[DATA SECTION]

═══

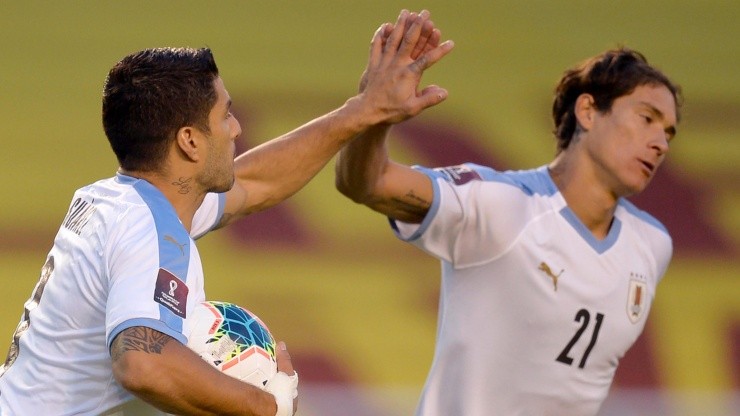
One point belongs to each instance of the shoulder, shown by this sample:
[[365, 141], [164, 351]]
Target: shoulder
[[642, 219]]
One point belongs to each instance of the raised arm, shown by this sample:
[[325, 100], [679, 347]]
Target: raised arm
[[275, 170]]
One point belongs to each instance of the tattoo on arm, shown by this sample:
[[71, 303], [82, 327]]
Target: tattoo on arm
[[184, 184], [139, 339]]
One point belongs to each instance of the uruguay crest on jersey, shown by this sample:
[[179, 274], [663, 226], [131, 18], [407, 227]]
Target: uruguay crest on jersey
[[636, 299]]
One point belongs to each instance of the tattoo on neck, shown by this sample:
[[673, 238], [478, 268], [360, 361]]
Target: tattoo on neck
[[184, 184], [139, 339]]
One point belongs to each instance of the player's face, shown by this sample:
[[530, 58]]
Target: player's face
[[631, 141], [218, 173]]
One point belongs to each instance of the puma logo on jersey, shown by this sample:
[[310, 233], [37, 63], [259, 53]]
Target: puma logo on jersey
[[548, 271], [172, 240]]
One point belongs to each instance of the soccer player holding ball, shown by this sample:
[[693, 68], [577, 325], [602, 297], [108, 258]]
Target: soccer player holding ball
[[548, 274], [107, 320]]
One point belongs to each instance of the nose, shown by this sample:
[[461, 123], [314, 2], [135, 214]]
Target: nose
[[660, 143], [237, 128]]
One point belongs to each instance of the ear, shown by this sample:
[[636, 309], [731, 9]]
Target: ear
[[585, 111], [188, 143]]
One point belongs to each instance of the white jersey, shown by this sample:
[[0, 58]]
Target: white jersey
[[121, 258], [535, 312]]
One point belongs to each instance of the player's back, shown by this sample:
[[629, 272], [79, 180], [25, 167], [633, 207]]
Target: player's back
[[59, 361]]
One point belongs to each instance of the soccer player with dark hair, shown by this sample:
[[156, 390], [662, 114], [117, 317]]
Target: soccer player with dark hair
[[108, 319]]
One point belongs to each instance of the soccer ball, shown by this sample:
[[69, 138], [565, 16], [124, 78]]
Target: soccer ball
[[234, 340]]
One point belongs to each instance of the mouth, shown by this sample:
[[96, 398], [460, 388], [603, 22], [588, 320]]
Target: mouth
[[649, 167]]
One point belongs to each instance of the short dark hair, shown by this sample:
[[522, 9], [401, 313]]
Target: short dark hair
[[149, 95], [607, 76]]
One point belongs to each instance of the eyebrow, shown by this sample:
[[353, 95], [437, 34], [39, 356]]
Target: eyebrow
[[671, 130]]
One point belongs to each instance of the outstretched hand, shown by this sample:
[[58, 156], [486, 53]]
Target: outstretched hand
[[399, 55]]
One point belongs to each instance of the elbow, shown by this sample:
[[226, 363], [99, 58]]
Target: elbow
[[134, 374], [356, 194]]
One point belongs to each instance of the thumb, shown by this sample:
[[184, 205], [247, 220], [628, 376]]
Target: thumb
[[431, 96], [282, 357]]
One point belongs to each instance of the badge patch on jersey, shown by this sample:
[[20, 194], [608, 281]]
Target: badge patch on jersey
[[171, 292], [636, 299], [460, 174]]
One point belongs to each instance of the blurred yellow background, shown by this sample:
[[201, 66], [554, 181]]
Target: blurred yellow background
[[357, 307]]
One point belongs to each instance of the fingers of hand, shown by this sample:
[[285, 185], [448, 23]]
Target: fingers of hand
[[414, 33], [426, 39], [431, 57], [284, 362], [394, 39]]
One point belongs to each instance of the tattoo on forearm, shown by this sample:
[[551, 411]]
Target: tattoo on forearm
[[184, 184], [139, 339]]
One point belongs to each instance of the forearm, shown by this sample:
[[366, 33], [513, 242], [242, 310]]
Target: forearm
[[360, 165], [177, 381]]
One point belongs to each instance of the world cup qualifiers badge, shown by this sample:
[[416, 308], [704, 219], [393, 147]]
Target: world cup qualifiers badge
[[171, 292]]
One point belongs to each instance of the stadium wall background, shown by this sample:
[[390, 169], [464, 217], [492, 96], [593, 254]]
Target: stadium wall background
[[357, 307]]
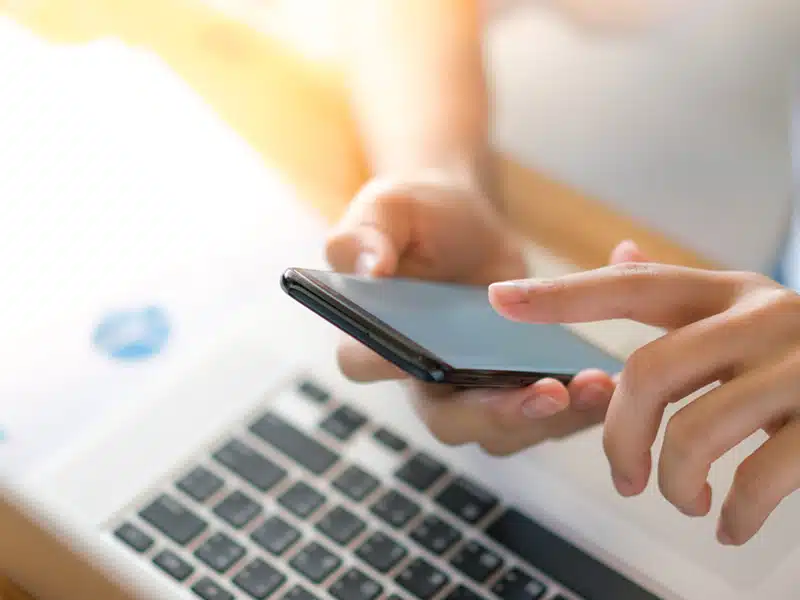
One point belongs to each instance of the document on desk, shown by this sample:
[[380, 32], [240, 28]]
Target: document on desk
[[132, 221]]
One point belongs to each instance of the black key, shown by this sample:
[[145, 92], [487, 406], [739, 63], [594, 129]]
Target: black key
[[258, 579], [173, 565], [355, 483], [134, 537], [341, 525], [562, 561], [295, 444], [275, 535], [220, 552], [435, 535], [421, 471], [173, 519], [298, 592], [200, 484], [343, 423], [315, 562], [476, 561], [467, 500], [422, 579], [394, 508], [516, 585], [381, 552], [301, 499], [390, 440], [208, 589], [461, 592], [355, 585], [238, 509], [314, 391], [250, 465]]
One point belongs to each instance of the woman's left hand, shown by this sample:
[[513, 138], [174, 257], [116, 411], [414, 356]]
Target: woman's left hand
[[739, 329]]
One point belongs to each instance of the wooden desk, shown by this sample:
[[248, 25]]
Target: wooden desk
[[292, 110]]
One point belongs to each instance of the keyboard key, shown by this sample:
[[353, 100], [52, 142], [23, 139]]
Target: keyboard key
[[314, 391], [200, 484], [562, 561], [476, 561], [355, 585], [435, 535], [395, 508], [208, 589], [259, 580], [250, 465], [315, 562], [516, 585], [301, 499], [298, 592], [421, 471], [422, 579], [238, 509], [295, 444], [220, 552], [355, 483], [173, 519], [390, 440], [461, 592], [343, 423], [341, 526], [381, 552], [134, 537], [466, 500], [173, 565], [275, 535]]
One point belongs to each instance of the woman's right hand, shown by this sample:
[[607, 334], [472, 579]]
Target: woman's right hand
[[440, 229]]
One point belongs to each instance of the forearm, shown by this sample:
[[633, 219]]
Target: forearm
[[416, 80]]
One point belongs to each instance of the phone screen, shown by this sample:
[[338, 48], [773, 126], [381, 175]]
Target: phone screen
[[458, 325]]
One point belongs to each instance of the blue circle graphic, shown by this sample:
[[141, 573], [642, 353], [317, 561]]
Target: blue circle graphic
[[132, 334]]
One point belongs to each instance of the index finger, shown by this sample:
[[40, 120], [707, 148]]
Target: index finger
[[654, 294]]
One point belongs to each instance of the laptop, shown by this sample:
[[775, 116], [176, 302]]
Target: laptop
[[247, 476], [249, 468]]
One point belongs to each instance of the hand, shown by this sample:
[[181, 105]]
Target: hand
[[438, 229], [739, 329]]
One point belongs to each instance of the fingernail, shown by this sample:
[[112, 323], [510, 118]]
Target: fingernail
[[723, 537], [541, 406], [623, 484], [510, 291], [593, 395], [366, 263]]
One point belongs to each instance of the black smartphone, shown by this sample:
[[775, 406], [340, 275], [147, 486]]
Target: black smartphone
[[444, 333]]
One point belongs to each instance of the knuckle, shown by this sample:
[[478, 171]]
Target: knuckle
[[682, 439], [443, 427], [748, 490], [499, 448], [643, 371]]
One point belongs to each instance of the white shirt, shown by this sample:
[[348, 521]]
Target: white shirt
[[684, 127]]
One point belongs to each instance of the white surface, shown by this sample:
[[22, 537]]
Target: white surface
[[109, 209], [685, 129], [119, 188]]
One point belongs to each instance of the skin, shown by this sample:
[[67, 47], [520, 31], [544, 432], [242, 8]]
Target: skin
[[741, 330], [418, 88]]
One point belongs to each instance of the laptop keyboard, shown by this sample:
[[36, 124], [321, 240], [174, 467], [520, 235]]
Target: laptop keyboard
[[277, 512]]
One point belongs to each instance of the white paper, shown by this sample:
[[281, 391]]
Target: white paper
[[119, 188]]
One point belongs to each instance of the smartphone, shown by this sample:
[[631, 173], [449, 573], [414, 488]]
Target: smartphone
[[444, 333]]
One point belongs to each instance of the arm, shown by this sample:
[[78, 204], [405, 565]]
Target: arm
[[416, 79]]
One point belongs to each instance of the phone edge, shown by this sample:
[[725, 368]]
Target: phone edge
[[363, 326]]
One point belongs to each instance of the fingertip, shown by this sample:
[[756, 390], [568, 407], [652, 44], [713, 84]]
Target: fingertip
[[627, 251]]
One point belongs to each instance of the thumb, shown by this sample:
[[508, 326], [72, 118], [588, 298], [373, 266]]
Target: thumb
[[369, 238], [627, 251], [363, 250]]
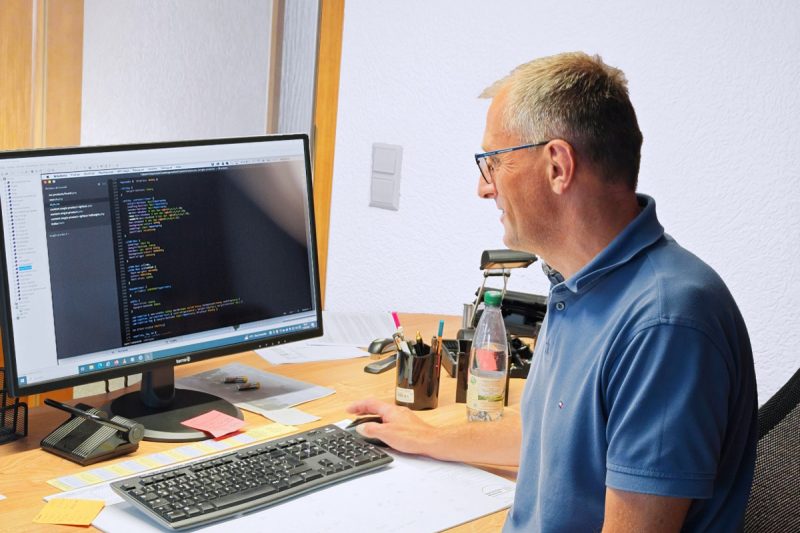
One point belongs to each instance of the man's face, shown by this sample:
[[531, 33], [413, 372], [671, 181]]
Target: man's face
[[519, 185]]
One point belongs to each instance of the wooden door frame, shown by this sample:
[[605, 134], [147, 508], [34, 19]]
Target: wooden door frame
[[41, 46]]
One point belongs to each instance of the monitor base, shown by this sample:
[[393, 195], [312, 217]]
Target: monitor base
[[163, 424]]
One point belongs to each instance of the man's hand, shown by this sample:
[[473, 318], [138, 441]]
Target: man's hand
[[401, 429], [475, 442]]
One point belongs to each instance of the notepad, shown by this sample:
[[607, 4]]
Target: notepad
[[69, 512]]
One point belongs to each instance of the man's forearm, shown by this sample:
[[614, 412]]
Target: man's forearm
[[477, 442]]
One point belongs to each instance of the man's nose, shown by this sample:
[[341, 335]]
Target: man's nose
[[486, 190]]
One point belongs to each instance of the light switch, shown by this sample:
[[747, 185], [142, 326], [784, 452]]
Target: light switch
[[385, 180]]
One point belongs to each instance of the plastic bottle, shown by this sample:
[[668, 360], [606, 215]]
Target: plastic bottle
[[488, 363]]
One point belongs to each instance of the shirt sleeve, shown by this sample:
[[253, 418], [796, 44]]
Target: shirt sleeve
[[666, 399]]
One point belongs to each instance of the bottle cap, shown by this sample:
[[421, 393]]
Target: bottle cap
[[492, 298]]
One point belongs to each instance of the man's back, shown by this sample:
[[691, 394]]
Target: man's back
[[643, 381]]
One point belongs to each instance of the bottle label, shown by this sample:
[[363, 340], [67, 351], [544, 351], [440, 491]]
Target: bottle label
[[404, 395], [485, 394], [487, 359]]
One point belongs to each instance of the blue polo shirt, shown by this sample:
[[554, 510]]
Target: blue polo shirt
[[642, 380]]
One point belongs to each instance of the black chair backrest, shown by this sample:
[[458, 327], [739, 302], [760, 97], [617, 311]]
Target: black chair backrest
[[774, 504]]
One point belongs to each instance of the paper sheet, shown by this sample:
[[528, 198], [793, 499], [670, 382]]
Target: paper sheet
[[276, 392], [289, 416], [354, 329], [308, 353], [69, 512]]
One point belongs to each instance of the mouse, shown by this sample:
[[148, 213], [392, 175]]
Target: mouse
[[363, 420], [381, 346]]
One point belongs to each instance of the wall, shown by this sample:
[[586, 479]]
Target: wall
[[158, 71], [715, 86]]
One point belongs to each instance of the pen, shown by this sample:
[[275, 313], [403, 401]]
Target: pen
[[439, 346]]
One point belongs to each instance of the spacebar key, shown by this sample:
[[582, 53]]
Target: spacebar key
[[244, 496]]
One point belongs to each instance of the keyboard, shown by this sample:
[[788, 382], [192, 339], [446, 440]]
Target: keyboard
[[251, 477]]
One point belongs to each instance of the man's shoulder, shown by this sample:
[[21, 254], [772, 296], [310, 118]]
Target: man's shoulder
[[668, 284]]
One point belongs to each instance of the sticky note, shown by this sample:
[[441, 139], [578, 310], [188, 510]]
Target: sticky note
[[69, 512], [215, 423]]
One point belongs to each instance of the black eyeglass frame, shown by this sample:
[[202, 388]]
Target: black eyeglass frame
[[486, 155]]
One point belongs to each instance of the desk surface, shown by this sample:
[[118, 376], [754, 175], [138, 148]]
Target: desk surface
[[25, 468]]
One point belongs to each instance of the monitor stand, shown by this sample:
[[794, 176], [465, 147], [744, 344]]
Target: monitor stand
[[161, 408]]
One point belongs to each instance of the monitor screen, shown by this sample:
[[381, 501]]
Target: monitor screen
[[124, 259]]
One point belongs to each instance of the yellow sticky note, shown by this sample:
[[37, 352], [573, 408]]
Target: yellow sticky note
[[89, 478], [69, 512]]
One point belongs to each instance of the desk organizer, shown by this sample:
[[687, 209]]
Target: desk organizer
[[13, 415]]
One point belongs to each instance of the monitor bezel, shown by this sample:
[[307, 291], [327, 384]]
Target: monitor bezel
[[12, 385]]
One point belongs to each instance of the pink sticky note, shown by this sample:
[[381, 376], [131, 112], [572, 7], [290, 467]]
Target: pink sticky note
[[215, 423]]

═══

[THE TASK] Can you copy the records word for word, from the line with "One point belongs to each instance of the white surface, shown" to the line with "[[741, 330], [418, 88]]", including both of those lines?

[RESULT FOR THIS TASK]
One point belongs to each instance of the white surface, shown by this sample:
[[22, 537]]
Target: white surface
[[109, 209], [685, 129], [119, 188]]
One point belongs to each instance of the skin, shown by this sample:
[[67, 47], [520, 31], [544, 432], [242, 8]]
Target: skin
[[741, 330], [418, 88]]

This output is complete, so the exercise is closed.